[Exercise aim] Tally the lines below that contain the string "keyboard", matching case exactly, and reply with only that number.
begin Material for this task
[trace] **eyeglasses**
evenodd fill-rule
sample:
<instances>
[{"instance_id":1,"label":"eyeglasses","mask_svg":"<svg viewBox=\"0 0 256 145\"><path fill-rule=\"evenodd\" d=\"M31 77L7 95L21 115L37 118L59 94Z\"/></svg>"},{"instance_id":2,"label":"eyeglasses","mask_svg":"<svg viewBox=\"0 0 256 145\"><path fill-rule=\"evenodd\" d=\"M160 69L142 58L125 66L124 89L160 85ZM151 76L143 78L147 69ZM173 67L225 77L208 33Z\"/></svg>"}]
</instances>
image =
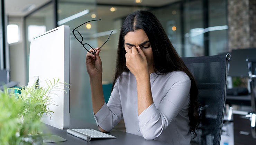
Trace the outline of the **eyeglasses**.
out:
<instances>
[{"instance_id":1,"label":"eyeglasses","mask_svg":"<svg viewBox=\"0 0 256 145\"><path fill-rule=\"evenodd\" d=\"M87 43L83 43L83 41L84 40L82 36L82 35L80 33L80 32L79 32L79 31L78 31L78 30L76 30L76 29L77 29L77 28L78 28L80 26L83 25L84 25L84 24L85 24L86 23L88 23L88 22L91 22L92 21L99 21L99 20L100 20L101 19L99 19L98 20L91 20L91 21L88 21L88 22L85 22L84 23L83 23L81 24L81 25L79 25L79 26L78 26L77 27L75 28L74 29L73 29L73 30L72 31L72 32L73 33L73 35L74 35L74 36L75 36L75 38L76 39L76 40L77 40L77 41L78 41L79 42L80 42L80 44L81 44L84 47L84 49L85 49L86 50L87 50L87 51L88 52L90 52L90 53L91 53L91 54L94 54L95 53L96 53L96 52L97 50L94 48L93 48L92 46L91 46L91 45L90 45L90 44L88 44ZM106 44L106 43L107 43L107 42L108 40L108 39L109 38L109 37L110 37L110 35L111 35L111 34L112 33L112 32L113 32L113 31L112 31L111 32L111 33L110 33L110 34L109 35L109 36L108 38L108 39L107 39L107 40L106 40L106 41L105 42L105 43L104 43L100 47L100 49L101 48L101 47L102 47L102 46L103 46L105 44ZM92 48L92 50L93 51L93 52L91 52L90 51L89 51L89 50L88 49L86 48L86 47L85 47L85 45L88 45L90 47L91 47L91 48Z\"/></svg>"}]
</instances>

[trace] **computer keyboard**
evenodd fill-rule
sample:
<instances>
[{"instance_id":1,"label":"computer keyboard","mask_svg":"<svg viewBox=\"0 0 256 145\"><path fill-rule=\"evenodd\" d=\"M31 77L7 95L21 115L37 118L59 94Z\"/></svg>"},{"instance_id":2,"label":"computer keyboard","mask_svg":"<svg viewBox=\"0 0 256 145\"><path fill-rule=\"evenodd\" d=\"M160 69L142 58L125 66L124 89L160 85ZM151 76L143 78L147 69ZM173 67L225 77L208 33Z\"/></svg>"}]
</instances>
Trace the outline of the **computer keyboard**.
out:
<instances>
[{"instance_id":1,"label":"computer keyboard","mask_svg":"<svg viewBox=\"0 0 256 145\"><path fill-rule=\"evenodd\" d=\"M92 138L116 138L115 136L94 129L71 129L67 130L67 132L88 142Z\"/></svg>"}]
</instances>

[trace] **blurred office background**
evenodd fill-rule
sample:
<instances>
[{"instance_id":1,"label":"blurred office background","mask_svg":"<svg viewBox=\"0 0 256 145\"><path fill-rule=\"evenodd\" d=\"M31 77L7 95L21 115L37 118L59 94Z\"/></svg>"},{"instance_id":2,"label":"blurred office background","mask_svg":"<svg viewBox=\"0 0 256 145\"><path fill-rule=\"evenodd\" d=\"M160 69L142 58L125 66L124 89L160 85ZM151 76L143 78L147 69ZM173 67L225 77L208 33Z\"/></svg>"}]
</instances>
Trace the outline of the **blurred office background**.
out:
<instances>
[{"instance_id":1,"label":"blurred office background","mask_svg":"<svg viewBox=\"0 0 256 145\"><path fill-rule=\"evenodd\" d=\"M107 101L120 30L124 19L135 11L148 10L157 17L181 57L256 47L255 0L1 0L0 4L1 69L10 70L11 80L20 85L28 81L32 38L58 26L69 25L72 30L101 19L79 30L94 47L101 46L113 31L100 55ZM85 62L87 51L72 33L70 42L71 117L95 123Z\"/></svg>"}]
</instances>

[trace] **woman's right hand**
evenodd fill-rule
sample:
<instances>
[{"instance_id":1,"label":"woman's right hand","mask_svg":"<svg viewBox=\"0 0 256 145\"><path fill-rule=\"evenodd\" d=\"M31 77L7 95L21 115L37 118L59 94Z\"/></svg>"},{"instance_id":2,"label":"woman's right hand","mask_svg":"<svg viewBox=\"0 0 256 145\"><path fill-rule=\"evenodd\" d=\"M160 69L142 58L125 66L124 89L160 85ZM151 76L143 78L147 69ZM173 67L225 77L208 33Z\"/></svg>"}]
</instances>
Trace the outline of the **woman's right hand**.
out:
<instances>
[{"instance_id":1,"label":"woman's right hand","mask_svg":"<svg viewBox=\"0 0 256 145\"><path fill-rule=\"evenodd\" d=\"M99 56L100 49L97 48L95 50L97 51L94 55L89 52L86 54L86 68L90 78L101 77L102 75L102 64ZM90 51L93 52L93 50L91 49Z\"/></svg>"}]
</instances>

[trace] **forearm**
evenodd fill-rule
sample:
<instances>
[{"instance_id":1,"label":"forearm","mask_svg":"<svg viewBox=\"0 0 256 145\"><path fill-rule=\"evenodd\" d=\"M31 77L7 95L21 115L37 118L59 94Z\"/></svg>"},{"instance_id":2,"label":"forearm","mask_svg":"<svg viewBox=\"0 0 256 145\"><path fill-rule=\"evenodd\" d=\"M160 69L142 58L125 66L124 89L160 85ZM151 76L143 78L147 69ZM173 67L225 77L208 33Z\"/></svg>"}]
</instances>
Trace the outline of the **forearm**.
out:
<instances>
[{"instance_id":1,"label":"forearm","mask_svg":"<svg viewBox=\"0 0 256 145\"><path fill-rule=\"evenodd\" d=\"M136 78L138 114L139 115L153 103L149 74Z\"/></svg>"},{"instance_id":2,"label":"forearm","mask_svg":"<svg viewBox=\"0 0 256 145\"><path fill-rule=\"evenodd\" d=\"M102 77L100 76L90 78L90 84L92 93L92 108L94 114L96 114L105 102L103 95Z\"/></svg>"}]
</instances>

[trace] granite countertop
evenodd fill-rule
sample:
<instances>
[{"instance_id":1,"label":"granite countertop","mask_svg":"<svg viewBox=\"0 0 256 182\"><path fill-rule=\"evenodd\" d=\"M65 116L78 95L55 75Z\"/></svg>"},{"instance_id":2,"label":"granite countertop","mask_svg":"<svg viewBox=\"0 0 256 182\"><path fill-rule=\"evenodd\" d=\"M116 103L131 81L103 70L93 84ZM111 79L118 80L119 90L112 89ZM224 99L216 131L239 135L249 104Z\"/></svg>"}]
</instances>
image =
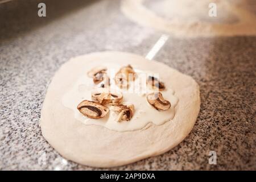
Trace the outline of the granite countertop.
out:
<instances>
[{"instance_id":1,"label":"granite countertop","mask_svg":"<svg viewBox=\"0 0 256 182\"><path fill-rule=\"evenodd\" d=\"M118 0L44 2L46 18L37 15L39 1L0 5L0 169L99 169L65 160L43 138L47 85L71 57L110 50L145 56L163 32L129 20ZM255 36L171 36L154 59L199 83L196 125L168 152L111 169L255 170Z\"/></svg>"}]
</instances>

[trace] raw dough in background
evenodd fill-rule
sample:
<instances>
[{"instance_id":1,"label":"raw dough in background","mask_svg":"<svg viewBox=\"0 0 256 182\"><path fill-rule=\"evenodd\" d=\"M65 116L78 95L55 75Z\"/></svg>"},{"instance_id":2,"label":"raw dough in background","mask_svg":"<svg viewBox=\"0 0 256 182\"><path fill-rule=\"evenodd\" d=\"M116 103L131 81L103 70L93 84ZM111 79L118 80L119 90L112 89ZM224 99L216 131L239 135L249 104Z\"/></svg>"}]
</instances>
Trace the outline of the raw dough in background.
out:
<instances>
[{"instance_id":1,"label":"raw dough in background","mask_svg":"<svg viewBox=\"0 0 256 182\"><path fill-rule=\"evenodd\" d=\"M134 68L159 73L163 81L168 80L179 98L174 118L161 125L150 123L125 132L86 125L75 119L73 110L62 104L64 94L86 75L86 70L106 63L136 65ZM131 53L93 53L72 59L56 73L44 101L40 126L46 139L67 159L93 167L114 167L163 154L177 145L192 129L200 105L199 86L190 76Z\"/></svg>"},{"instance_id":2,"label":"raw dough in background","mask_svg":"<svg viewBox=\"0 0 256 182\"><path fill-rule=\"evenodd\" d=\"M208 15L209 4L217 16ZM254 0L123 0L121 10L131 20L181 37L256 35Z\"/></svg>"}]
</instances>

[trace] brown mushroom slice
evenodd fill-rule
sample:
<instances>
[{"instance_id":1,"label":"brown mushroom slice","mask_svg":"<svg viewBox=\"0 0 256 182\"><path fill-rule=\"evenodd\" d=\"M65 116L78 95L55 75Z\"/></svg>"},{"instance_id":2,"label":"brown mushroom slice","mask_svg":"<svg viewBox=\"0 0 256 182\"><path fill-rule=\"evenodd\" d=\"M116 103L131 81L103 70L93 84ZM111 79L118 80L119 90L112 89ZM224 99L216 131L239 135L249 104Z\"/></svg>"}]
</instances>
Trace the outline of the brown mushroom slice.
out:
<instances>
[{"instance_id":1,"label":"brown mushroom slice","mask_svg":"<svg viewBox=\"0 0 256 182\"><path fill-rule=\"evenodd\" d=\"M164 100L160 92L153 92L147 96L147 102L158 110L166 110L171 107L171 103Z\"/></svg>"},{"instance_id":2,"label":"brown mushroom slice","mask_svg":"<svg viewBox=\"0 0 256 182\"><path fill-rule=\"evenodd\" d=\"M81 114L92 119L104 118L109 112L109 108L97 102L88 100L81 102L77 108Z\"/></svg>"},{"instance_id":3,"label":"brown mushroom slice","mask_svg":"<svg viewBox=\"0 0 256 182\"><path fill-rule=\"evenodd\" d=\"M152 76L148 76L147 84L148 86L152 86L153 89L157 88L160 91L166 89L164 84L163 82L159 81L158 78Z\"/></svg>"},{"instance_id":4,"label":"brown mushroom slice","mask_svg":"<svg viewBox=\"0 0 256 182\"><path fill-rule=\"evenodd\" d=\"M118 106L120 105L123 101L123 95L121 93L110 93L110 105L113 106Z\"/></svg>"},{"instance_id":5,"label":"brown mushroom slice","mask_svg":"<svg viewBox=\"0 0 256 182\"><path fill-rule=\"evenodd\" d=\"M88 73L87 75L93 78L93 82L98 84L104 82L104 86L109 85L109 78L106 75L107 68L105 67L97 67L92 68Z\"/></svg>"},{"instance_id":6,"label":"brown mushroom slice","mask_svg":"<svg viewBox=\"0 0 256 182\"><path fill-rule=\"evenodd\" d=\"M92 100L99 102L100 104L104 105L110 104L113 106L117 106L122 102L123 95L119 93L101 93L96 91L92 93Z\"/></svg>"},{"instance_id":7,"label":"brown mushroom slice","mask_svg":"<svg viewBox=\"0 0 256 182\"><path fill-rule=\"evenodd\" d=\"M102 82L104 84L104 85L109 86L110 79L105 72L97 73L93 76L93 80L95 84L98 84Z\"/></svg>"},{"instance_id":8,"label":"brown mushroom slice","mask_svg":"<svg viewBox=\"0 0 256 182\"><path fill-rule=\"evenodd\" d=\"M134 106L133 104L114 106L113 107L113 110L114 111L119 113L117 118L118 122L129 121L134 114Z\"/></svg>"},{"instance_id":9,"label":"brown mushroom slice","mask_svg":"<svg viewBox=\"0 0 256 182\"><path fill-rule=\"evenodd\" d=\"M128 88L129 81L133 81L136 78L136 73L129 64L120 68L115 76L115 84L121 88Z\"/></svg>"},{"instance_id":10,"label":"brown mushroom slice","mask_svg":"<svg viewBox=\"0 0 256 182\"><path fill-rule=\"evenodd\" d=\"M97 73L106 73L107 71L107 68L105 67L97 67L92 68L88 73L87 75L91 78L93 78Z\"/></svg>"}]
</instances>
end Material for this task
[The completed task] 4